**Collected data**:
----------------------------------------

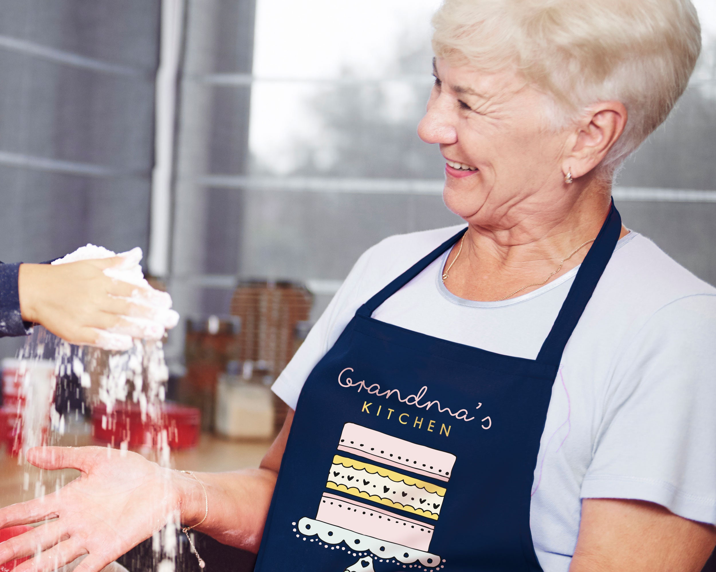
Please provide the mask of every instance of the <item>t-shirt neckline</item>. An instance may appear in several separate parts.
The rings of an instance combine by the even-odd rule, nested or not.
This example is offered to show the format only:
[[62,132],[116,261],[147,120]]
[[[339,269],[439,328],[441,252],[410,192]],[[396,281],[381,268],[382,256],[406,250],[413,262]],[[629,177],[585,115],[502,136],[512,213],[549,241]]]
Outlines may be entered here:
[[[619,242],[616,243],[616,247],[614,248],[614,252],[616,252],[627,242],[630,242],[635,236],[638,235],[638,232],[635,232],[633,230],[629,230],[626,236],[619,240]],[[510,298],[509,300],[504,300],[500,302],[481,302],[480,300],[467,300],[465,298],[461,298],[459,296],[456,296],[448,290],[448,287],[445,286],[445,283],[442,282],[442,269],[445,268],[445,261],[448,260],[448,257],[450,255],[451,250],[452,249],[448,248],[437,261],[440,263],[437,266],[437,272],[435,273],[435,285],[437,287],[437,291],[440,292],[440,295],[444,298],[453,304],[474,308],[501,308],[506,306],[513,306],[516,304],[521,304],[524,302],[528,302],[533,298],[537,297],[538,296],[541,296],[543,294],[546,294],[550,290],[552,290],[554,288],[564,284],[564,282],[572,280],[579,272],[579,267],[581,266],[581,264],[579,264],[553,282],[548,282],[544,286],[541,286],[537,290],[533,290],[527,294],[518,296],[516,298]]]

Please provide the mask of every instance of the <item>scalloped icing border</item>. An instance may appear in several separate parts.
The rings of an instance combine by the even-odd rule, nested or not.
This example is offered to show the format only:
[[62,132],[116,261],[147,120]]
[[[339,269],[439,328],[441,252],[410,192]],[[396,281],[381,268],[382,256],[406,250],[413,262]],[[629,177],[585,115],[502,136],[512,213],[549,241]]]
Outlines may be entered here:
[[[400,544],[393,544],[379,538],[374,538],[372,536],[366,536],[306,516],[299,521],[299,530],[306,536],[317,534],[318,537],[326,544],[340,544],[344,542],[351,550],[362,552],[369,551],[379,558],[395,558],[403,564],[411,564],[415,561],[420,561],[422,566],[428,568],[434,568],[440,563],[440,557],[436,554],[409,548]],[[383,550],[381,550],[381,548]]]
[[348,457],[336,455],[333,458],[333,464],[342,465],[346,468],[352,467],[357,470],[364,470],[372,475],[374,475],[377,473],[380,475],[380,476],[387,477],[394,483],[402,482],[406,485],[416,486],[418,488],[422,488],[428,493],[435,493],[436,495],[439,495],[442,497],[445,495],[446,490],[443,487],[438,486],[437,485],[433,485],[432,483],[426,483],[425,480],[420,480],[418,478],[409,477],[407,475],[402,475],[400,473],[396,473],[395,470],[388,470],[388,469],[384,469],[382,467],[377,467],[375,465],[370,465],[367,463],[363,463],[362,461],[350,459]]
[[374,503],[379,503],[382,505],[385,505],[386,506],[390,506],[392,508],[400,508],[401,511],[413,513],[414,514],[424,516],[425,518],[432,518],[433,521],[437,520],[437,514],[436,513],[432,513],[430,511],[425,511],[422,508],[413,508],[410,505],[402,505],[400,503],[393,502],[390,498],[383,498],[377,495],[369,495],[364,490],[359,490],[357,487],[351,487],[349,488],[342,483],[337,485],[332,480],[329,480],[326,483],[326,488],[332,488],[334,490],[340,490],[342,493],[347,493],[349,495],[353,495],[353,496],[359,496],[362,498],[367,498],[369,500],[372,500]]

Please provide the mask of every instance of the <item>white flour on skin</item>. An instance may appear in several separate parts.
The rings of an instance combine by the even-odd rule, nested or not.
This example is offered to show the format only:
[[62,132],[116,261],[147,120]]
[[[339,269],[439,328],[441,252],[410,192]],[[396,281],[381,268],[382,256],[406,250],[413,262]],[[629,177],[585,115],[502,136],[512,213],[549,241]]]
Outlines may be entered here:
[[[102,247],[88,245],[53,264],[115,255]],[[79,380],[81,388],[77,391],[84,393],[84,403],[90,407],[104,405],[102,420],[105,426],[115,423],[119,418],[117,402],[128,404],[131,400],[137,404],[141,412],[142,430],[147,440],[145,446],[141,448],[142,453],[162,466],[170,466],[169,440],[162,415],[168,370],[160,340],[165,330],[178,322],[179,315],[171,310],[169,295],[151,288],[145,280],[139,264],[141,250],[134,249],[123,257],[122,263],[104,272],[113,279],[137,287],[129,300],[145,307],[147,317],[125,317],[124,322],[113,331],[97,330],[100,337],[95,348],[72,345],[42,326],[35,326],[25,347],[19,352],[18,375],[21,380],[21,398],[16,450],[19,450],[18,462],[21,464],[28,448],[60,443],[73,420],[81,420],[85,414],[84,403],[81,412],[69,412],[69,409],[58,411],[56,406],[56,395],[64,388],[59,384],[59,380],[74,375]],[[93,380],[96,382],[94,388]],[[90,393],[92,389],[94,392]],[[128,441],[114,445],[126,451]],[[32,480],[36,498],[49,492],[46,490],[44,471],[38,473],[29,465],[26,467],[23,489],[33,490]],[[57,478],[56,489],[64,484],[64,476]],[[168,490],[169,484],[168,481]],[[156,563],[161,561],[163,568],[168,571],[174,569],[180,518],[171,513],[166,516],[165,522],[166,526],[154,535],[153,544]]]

----------------------------------------

**Requirement**: Set down the records above word for word, omitting the pictures.

**Complete response**:
Please provide the mask of every instance of the <item>t-shirt neckline</item>. An instance may appear in several separate parts.
The rings of an instance combine by the even-odd rule, nested or not.
This example is offered to show the format only:
[[62,132],[116,261],[147,120]]
[[[339,269],[439,328],[441,252],[410,192]],[[396,281],[381,268],[382,256],[406,250],[413,262]],[[629,177],[585,115],[502,136],[512,213],[549,241]]]
Outlines may be entered here:
[[[619,242],[616,243],[616,247],[614,248],[614,252],[616,252],[627,242],[630,242],[635,236],[638,235],[638,232],[635,232],[633,230],[629,230],[626,236],[619,240]],[[510,298],[509,300],[504,300],[500,302],[481,302],[480,300],[467,300],[465,298],[461,298],[459,296],[456,296],[448,290],[448,287],[445,286],[445,283],[442,282],[442,269],[445,268],[445,261],[448,260],[448,257],[450,255],[451,250],[452,249],[448,248],[437,261],[440,263],[437,266],[437,272],[435,273],[435,285],[437,287],[437,291],[440,292],[440,295],[444,298],[453,304],[474,308],[501,308],[506,306],[513,306],[516,304],[521,304],[524,302],[528,302],[533,298],[537,297],[538,296],[541,296],[543,294],[546,294],[550,290],[552,290],[554,288],[564,284],[564,282],[572,280],[579,272],[579,267],[581,266],[581,264],[579,264],[553,282],[548,282],[544,286],[541,286],[537,290],[533,290],[527,294],[518,296],[516,298]]]

Please provide the mask of every instance of the <item>scalloped icing border</item>. An instance may appear in several separate parts.
The rings of an instance combine by the even-odd rule, nested or not.
This example is offered to show the format only:
[[62,132],[116,261],[147,120]]
[[[339,269],[439,328],[441,252],[410,192]],[[396,281],[381,268],[382,256],[406,250],[413,262]],[[629,177],[585,115],[502,136],[512,213],[549,241]]]
Outlines may be entered here:
[[[400,544],[393,544],[379,538],[374,538],[372,536],[366,536],[306,516],[299,521],[299,530],[306,536],[317,534],[318,537],[326,544],[340,544],[344,542],[351,550],[362,552],[369,551],[379,558],[395,558],[403,564],[411,564],[415,561],[420,561],[422,566],[428,568],[434,568],[440,563],[440,557],[436,554],[409,548]],[[383,550],[381,550],[381,548]]]
[[348,457],[336,455],[333,458],[333,464],[342,465],[346,468],[352,467],[357,470],[364,470],[372,475],[374,475],[377,473],[380,475],[380,476],[387,477],[394,483],[402,482],[406,485],[416,486],[418,488],[422,488],[428,493],[435,493],[436,495],[439,495],[442,497],[445,495],[446,490],[443,487],[438,486],[437,485],[433,485],[432,483],[426,483],[425,480],[420,480],[418,478],[409,477],[407,475],[402,475],[400,473],[396,473],[395,470],[388,470],[388,469],[384,469],[382,467],[377,467],[375,465],[370,465],[367,463],[363,463],[362,461],[350,459]]
[[374,503],[379,503],[382,505],[385,505],[386,506],[390,506],[392,508],[400,508],[401,511],[413,513],[414,514],[424,516],[425,518],[432,518],[433,521],[437,520],[437,514],[436,513],[432,513],[430,511],[425,511],[422,508],[413,508],[410,505],[402,505],[400,503],[393,502],[390,498],[383,498],[377,495],[369,495],[364,490],[359,490],[357,487],[351,487],[349,488],[342,483],[337,485],[332,480],[329,480],[326,483],[326,488],[332,488],[334,490],[340,490],[342,493],[347,493],[349,495],[353,495],[353,496],[359,496],[362,498],[367,498],[369,500],[372,500]]

Please provide the mask of every instance of the <item>white flour on skin</item>. An instance may appear in several separate parts.
The rings of an instance combine by the even-odd rule, nested or not.
This example is offered to show the format only:
[[62,132],[116,261],[147,120]]
[[[339,269],[439,328],[441,252],[410,192]],[[396,281],[381,268],[382,256],[406,250],[413,262]],[[629,177],[585,115],[502,136],[512,213],[549,241]]]
Outlines may be entered here:
[[[102,247],[88,245],[53,264],[115,255]],[[79,380],[81,388],[77,391],[84,393],[84,403],[90,407],[104,405],[102,420],[105,426],[115,423],[119,418],[117,402],[128,404],[131,400],[137,404],[141,412],[142,430],[147,440],[145,446],[141,448],[142,453],[162,466],[170,466],[169,440],[162,415],[168,370],[160,340],[165,330],[178,322],[179,315],[171,310],[169,295],[151,288],[145,280],[139,264],[141,250],[134,249],[123,257],[122,263],[104,272],[113,279],[137,287],[129,300],[145,307],[147,317],[125,317],[124,322],[113,331],[97,330],[100,337],[95,348],[72,345],[42,326],[35,326],[25,347],[19,352],[18,375],[21,380],[21,398],[16,450],[19,450],[18,462],[21,464],[28,448],[60,443],[73,420],[81,420],[85,414],[84,403],[81,412],[69,412],[69,409],[58,411],[56,406],[56,395],[64,388],[59,384],[59,380],[74,375]],[[93,380],[96,382],[94,388]],[[90,393],[92,389],[94,392]],[[128,441],[114,445],[126,451]],[[32,480],[36,498],[49,492],[46,490],[44,471],[38,473],[29,465],[26,467],[23,489],[33,490]],[[57,478],[56,489],[64,484],[64,476]],[[168,490],[169,484],[168,481]],[[156,563],[161,561],[163,568],[168,571],[174,569],[180,518],[171,513],[166,516],[165,522],[166,526],[154,535],[153,544]]]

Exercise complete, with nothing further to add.